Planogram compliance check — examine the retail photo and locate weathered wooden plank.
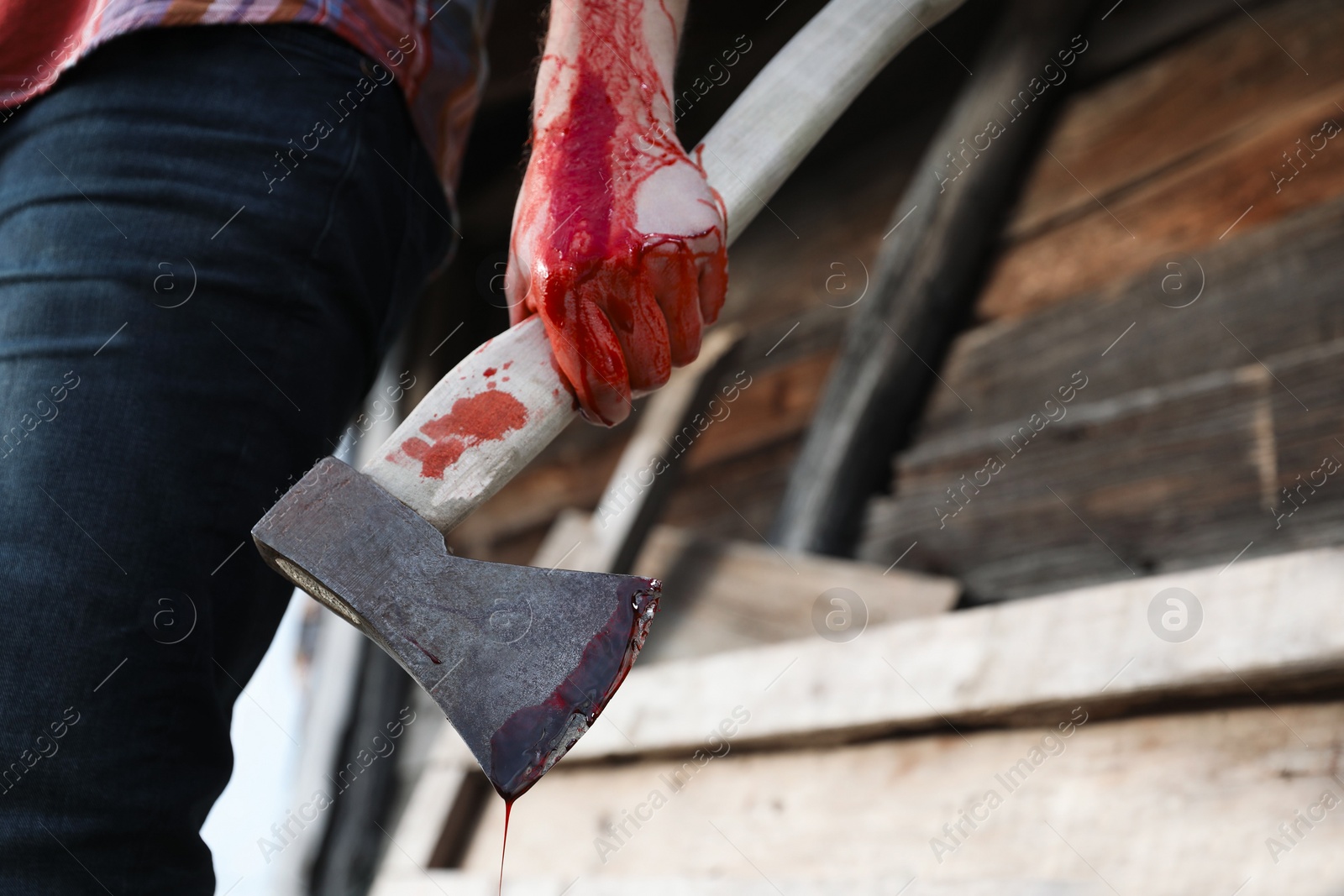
[551,548,1344,762]
[375,551,1344,896]
[1006,0,1344,240]
[771,0,1087,553]
[916,193,1344,443]
[977,28,1344,320]
[454,697,1344,896]
[860,333,1344,602]
[533,511,961,668]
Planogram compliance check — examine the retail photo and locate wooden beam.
[563,549,1344,763]
[533,511,961,668]
[771,0,1087,553]
[464,697,1344,896]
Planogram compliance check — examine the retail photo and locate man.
[0,0,726,896]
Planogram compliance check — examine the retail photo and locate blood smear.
[402,390,527,479]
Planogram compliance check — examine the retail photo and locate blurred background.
[204,0,1344,896]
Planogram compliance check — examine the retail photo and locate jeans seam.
[307,118,365,262]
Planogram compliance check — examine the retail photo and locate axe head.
[253,458,660,800]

-*-*-

REQUIRED TASK :: Recast every line of the records above as a Markdown table with the columns No. and Record line, numbering the rows and skipping blank lines. Omit the pictures.

TASK OUTPUT ::
| No. | Record line |
|---|---|
| 1 | Planogram compliance check — examine the retail photo and locate weathered wooden plank. |
| 2 | [551,548,1344,762] |
| 3 | [375,551,1344,896] |
| 4 | [1006,0,1344,240] |
| 5 | [771,0,1087,553] |
| 6 | [916,193,1344,443] |
| 7 | [977,28,1344,320] |
| 8 | [454,697,1344,896] |
| 9 | [860,333,1344,602] |
| 10 | [533,511,961,668] |
| 11 | Planogram compliance check — examine the retail photo and locate wooden beam. |
| 12 | [563,549,1344,763] |
| 13 | [533,511,961,668] |
| 14 | [771,0,1087,553] |
| 15 | [464,697,1344,896] |
| 16 | Planogram compliance check — examine the retail photo and locate man. |
| 17 | [0,0,726,896] |
| 18 | Planogram compliance check — examine the retail photo and locate blood smear. |
| 19 | [402,390,527,479] |
| 20 | Planogram compliance check — examine the retail photo and locate blurred background. |
| 21 | [204,0,1344,896] |
| 22 | Planogram compliance check — examine the retail photo and locate jeans seam. |
| 23 | [307,118,365,262] |
| 24 | Planogram compliance check — examine the retail photo and locate axe head. |
| 25 | [253,458,660,800] |